◆ **What you will do**
From the entries below, determine the number of lines that contain "horse". Give that number by itself.

◆ **Working data**
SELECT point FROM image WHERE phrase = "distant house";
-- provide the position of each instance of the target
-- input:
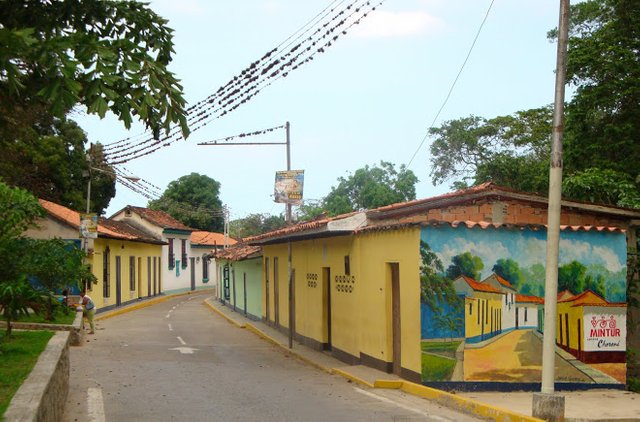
(508, 315)
(483, 309)
(124, 258)
(529, 312)
(204, 244)
(240, 275)
(177, 274)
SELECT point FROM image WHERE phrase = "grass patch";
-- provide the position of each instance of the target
(18, 354)
(58, 318)
(439, 346)
(437, 368)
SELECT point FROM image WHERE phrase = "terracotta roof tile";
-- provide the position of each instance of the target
(480, 287)
(529, 299)
(72, 218)
(159, 218)
(210, 239)
(238, 252)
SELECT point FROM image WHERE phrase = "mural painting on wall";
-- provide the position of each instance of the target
(482, 305)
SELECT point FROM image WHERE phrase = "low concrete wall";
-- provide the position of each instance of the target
(77, 333)
(43, 395)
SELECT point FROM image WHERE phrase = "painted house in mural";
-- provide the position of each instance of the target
(124, 259)
(529, 312)
(177, 273)
(365, 284)
(591, 328)
(240, 274)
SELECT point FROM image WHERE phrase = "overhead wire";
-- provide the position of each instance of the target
(435, 119)
(256, 82)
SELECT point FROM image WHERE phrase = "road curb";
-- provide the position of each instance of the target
(140, 305)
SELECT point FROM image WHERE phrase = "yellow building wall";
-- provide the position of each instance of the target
(309, 257)
(361, 317)
(124, 249)
(374, 253)
(475, 325)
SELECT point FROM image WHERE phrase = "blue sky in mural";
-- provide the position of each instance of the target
(527, 247)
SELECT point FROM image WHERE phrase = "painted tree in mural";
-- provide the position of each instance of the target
(435, 288)
(573, 277)
(465, 264)
(510, 271)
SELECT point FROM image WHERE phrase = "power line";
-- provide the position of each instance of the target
(453, 84)
(207, 109)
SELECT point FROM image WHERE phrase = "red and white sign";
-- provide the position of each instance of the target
(605, 329)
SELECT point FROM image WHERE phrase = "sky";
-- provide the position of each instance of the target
(371, 96)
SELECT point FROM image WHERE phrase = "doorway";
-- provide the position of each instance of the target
(396, 326)
(118, 281)
(326, 305)
(192, 261)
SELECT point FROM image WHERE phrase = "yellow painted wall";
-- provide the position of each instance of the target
(124, 249)
(374, 252)
(473, 328)
(360, 301)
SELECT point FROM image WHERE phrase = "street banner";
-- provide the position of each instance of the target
(89, 226)
(288, 187)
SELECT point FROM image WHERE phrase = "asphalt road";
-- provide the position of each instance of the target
(178, 361)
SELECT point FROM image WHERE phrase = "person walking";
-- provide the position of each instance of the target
(88, 311)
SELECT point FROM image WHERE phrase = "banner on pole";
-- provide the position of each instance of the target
(89, 226)
(288, 187)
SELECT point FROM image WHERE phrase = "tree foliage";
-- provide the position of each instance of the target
(56, 264)
(194, 200)
(51, 162)
(19, 210)
(106, 55)
(602, 120)
(435, 288)
(507, 150)
(465, 264)
(255, 224)
(371, 187)
(510, 271)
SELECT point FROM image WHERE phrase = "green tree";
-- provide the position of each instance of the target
(19, 210)
(465, 264)
(105, 55)
(435, 288)
(371, 187)
(603, 117)
(255, 224)
(194, 200)
(508, 150)
(56, 265)
(510, 271)
(571, 277)
(51, 162)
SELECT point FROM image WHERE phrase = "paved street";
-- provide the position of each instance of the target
(178, 360)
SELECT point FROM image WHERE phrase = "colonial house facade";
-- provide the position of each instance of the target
(365, 285)
(176, 270)
(124, 259)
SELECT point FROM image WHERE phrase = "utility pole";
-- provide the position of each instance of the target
(546, 404)
(288, 220)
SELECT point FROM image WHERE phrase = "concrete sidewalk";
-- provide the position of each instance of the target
(593, 405)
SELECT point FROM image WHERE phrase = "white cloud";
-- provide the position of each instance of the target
(384, 24)
(608, 257)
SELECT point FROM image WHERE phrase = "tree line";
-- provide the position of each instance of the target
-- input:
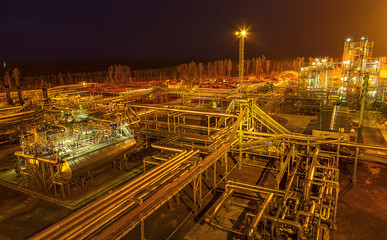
(123, 75)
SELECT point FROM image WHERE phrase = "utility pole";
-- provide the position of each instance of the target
(241, 35)
(362, 108)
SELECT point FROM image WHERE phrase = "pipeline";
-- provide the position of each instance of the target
(95, 211)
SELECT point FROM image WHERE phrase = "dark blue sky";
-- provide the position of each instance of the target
(184, 29)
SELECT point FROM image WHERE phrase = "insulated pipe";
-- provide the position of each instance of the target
(287, 222)
(104, 202)
(41, 159)
(258, 217)
(224, 197)
(75, 220)
(184, 111)
(122, 206)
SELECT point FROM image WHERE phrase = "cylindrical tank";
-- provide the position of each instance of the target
(94, 159)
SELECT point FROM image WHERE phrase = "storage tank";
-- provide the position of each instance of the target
(93, 159)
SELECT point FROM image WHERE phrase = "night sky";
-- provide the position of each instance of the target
(37, 30)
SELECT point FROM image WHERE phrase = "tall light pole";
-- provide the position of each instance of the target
(241, 35)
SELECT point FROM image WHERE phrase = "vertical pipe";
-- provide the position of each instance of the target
(355, 166)
(362, 108)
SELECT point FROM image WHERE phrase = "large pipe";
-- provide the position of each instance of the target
(258, 217)
(41, 159)
(184, 111)
(122, 206)
(224, 198)
(79, 219)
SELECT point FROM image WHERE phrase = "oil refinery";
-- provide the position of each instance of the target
(275, 157)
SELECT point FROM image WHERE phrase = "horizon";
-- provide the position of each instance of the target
(96, 30)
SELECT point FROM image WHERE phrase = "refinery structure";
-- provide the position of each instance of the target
(234, 158)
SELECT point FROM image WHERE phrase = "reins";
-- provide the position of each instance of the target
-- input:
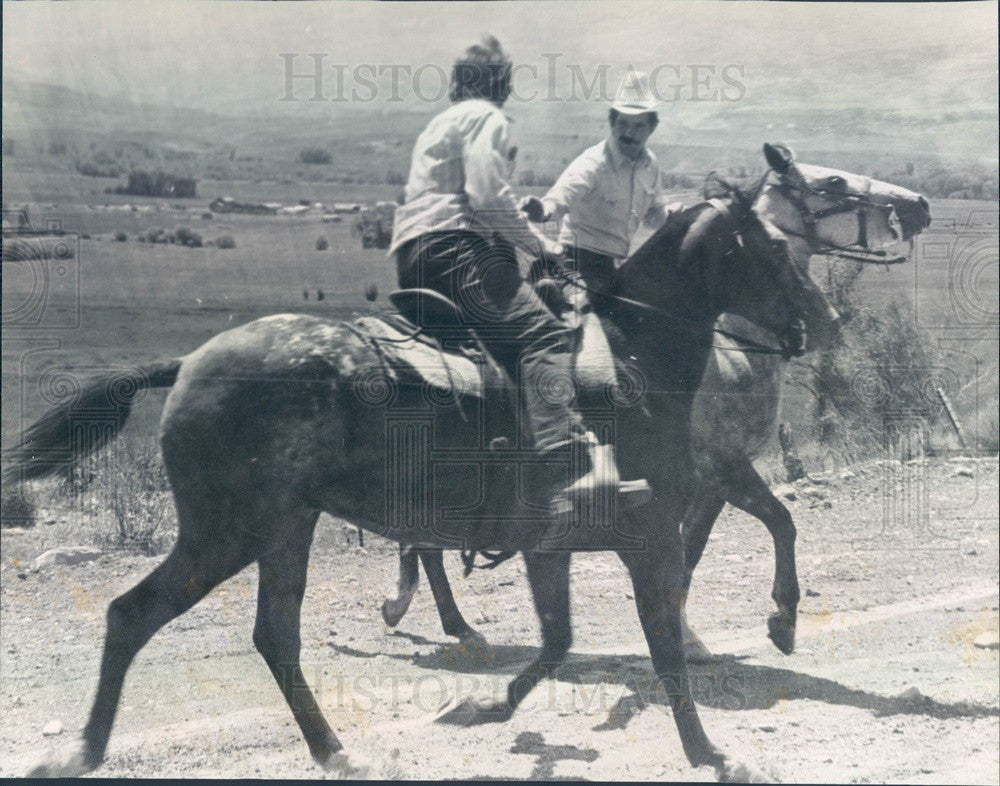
(857, 252)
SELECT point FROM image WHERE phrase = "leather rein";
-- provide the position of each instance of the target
(796, 193)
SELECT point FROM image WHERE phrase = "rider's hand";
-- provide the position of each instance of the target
(673, 209)
(534, 209)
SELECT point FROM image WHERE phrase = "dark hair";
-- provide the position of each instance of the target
(482, 72)
(613, 116)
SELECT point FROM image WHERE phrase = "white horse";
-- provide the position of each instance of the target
(814, 210)
(736, 411)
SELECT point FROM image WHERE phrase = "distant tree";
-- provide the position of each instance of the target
(314, 155)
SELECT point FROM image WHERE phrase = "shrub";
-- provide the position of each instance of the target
(139, 500)
(92, 169)
(314, 155)
(884, 368)
(185, 237)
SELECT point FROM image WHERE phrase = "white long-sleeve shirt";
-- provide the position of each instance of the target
(602, 197)
(459, 177)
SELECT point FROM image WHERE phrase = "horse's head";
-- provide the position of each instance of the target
(767, 287)
(726, 259)
(830, 210)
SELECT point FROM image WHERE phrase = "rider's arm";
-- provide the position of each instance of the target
(577, 181)
(489, 162)
(662, 207)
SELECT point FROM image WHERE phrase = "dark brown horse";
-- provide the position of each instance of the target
(736, 410)
(273, 422)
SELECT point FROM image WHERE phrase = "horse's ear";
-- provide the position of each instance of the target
(779, 157)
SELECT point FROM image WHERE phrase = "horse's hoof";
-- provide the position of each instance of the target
(739, 772)
(476, 648)
(782, 632)
(348, 766)
(70, 761)
(391, 613)
(468, 712)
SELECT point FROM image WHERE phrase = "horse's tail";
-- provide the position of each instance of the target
(54, 440)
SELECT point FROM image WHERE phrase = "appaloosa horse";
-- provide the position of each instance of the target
(818, 210)
(273, 422)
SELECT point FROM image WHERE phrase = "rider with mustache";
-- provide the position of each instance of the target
(609, 189)
(456, 234)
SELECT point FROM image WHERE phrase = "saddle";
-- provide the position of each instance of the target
(428, 339)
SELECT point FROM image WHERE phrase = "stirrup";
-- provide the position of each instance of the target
(603, 477)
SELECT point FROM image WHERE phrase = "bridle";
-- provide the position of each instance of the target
(797, 193)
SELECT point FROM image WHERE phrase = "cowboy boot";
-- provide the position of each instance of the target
(600, 479)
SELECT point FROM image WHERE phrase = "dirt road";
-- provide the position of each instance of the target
(898, 564)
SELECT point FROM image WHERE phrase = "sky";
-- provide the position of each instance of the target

◆ **Answer to this problem**
7